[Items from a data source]
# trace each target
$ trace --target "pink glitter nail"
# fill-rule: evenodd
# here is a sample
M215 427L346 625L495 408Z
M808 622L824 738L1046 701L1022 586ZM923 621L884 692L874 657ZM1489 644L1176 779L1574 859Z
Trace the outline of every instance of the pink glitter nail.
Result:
...
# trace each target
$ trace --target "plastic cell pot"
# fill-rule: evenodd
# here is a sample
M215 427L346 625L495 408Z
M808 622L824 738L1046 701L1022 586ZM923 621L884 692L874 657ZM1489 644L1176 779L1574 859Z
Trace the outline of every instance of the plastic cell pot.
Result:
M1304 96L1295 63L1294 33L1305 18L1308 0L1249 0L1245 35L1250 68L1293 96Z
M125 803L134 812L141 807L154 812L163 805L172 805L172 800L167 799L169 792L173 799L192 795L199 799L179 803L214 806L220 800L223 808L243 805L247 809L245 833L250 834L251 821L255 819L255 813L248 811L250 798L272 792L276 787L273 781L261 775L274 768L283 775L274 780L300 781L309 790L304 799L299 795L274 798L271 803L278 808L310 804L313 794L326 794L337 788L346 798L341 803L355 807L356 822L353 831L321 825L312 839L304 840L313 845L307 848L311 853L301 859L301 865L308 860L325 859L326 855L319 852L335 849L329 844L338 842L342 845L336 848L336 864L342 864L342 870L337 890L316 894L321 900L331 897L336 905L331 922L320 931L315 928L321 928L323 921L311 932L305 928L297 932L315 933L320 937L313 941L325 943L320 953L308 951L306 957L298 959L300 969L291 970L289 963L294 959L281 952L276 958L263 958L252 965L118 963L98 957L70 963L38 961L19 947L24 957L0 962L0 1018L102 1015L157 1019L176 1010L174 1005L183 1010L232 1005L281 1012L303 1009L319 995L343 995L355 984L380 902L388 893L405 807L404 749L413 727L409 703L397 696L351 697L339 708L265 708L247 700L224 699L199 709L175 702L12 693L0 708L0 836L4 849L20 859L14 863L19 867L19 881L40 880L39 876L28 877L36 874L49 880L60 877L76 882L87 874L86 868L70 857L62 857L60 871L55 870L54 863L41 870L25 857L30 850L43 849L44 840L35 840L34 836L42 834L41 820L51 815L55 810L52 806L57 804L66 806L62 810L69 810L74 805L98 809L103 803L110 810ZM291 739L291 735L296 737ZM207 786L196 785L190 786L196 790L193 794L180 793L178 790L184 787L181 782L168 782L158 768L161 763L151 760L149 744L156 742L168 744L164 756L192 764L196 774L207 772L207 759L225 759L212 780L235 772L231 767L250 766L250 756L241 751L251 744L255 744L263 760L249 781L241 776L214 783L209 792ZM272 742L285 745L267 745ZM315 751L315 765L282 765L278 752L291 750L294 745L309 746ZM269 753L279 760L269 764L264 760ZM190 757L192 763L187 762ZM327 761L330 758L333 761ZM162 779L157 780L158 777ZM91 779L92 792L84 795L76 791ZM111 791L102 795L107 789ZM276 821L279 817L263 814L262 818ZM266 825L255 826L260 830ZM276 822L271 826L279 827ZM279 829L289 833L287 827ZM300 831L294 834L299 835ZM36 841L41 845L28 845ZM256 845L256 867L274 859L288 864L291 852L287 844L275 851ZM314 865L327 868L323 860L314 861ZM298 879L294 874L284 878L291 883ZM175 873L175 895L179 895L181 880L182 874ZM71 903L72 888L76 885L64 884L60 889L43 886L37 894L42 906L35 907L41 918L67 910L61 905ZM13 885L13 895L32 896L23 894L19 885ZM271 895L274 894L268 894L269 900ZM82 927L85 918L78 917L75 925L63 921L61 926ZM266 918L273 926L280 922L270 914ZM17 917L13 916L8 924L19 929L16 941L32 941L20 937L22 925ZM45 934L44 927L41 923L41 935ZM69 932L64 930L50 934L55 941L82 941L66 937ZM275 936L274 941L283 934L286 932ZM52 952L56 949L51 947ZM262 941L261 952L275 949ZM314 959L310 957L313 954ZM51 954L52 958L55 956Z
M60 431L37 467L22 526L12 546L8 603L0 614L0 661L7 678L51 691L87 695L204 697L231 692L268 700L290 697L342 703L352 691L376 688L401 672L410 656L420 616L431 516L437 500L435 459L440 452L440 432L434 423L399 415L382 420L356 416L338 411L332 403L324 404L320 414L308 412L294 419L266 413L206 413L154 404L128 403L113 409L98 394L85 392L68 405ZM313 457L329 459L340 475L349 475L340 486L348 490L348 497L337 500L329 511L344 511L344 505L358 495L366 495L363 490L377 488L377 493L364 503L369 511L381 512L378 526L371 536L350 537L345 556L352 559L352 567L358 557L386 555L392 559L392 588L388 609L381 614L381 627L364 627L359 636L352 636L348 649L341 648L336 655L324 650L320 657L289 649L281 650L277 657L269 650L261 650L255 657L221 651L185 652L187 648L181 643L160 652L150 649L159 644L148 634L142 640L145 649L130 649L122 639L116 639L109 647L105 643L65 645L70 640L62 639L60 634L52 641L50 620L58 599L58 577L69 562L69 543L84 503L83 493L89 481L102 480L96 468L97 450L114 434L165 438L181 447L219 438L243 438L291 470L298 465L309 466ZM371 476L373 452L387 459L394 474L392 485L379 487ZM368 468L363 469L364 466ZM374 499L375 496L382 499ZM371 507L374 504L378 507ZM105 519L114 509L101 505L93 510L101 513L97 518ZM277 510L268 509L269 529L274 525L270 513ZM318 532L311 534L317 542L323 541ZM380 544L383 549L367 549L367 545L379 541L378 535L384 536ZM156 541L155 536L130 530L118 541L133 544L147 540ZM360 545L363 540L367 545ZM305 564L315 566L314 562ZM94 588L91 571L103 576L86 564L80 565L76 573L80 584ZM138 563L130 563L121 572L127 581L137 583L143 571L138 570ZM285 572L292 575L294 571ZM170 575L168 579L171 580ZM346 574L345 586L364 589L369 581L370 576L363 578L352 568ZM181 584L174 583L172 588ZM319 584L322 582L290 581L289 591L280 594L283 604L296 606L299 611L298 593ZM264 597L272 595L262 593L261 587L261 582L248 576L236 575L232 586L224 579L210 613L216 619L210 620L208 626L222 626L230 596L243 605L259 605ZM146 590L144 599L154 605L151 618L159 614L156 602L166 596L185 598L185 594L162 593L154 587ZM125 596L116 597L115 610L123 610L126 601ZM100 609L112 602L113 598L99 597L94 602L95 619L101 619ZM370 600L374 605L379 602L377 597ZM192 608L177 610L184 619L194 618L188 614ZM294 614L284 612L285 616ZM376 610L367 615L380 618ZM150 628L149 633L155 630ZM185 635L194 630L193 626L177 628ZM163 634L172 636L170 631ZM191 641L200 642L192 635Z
--
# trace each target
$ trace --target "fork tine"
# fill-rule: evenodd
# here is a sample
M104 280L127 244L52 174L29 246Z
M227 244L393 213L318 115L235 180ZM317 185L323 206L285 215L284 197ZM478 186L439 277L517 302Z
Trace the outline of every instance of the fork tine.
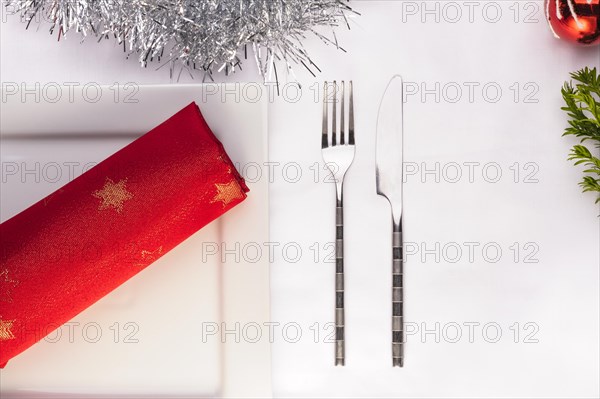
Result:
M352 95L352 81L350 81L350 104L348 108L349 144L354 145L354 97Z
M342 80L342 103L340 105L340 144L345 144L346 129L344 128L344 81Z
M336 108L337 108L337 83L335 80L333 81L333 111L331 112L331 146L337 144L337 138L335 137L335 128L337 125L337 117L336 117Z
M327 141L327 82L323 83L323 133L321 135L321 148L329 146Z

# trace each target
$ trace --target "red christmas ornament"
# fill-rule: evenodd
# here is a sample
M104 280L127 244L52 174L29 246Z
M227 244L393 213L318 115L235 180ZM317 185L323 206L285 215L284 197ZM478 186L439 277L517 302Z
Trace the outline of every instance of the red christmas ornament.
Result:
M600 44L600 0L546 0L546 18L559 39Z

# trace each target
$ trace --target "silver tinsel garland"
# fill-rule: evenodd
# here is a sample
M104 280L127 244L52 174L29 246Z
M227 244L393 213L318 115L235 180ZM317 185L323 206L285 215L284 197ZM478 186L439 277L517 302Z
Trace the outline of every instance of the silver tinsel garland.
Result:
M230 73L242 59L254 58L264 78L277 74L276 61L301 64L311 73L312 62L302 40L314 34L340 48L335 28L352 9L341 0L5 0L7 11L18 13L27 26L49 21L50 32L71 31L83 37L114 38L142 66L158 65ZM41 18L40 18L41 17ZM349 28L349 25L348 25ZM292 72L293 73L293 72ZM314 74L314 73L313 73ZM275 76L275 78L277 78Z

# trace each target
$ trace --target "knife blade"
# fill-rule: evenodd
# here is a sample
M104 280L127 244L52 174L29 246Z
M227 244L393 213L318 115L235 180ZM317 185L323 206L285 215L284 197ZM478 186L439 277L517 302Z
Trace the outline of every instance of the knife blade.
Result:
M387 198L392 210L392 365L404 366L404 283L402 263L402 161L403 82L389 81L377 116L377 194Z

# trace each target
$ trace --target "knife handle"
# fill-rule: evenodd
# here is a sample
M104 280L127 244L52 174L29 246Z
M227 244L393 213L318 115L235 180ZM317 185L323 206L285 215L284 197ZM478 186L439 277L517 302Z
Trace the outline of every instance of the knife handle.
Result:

◆ Work required ◆
The word to find is "blade". Copy every line of the records that holds it.

◆ Solution to this problem ◆
$ trace --target "knife blade"
Trace the outline of every instance of the knife blade.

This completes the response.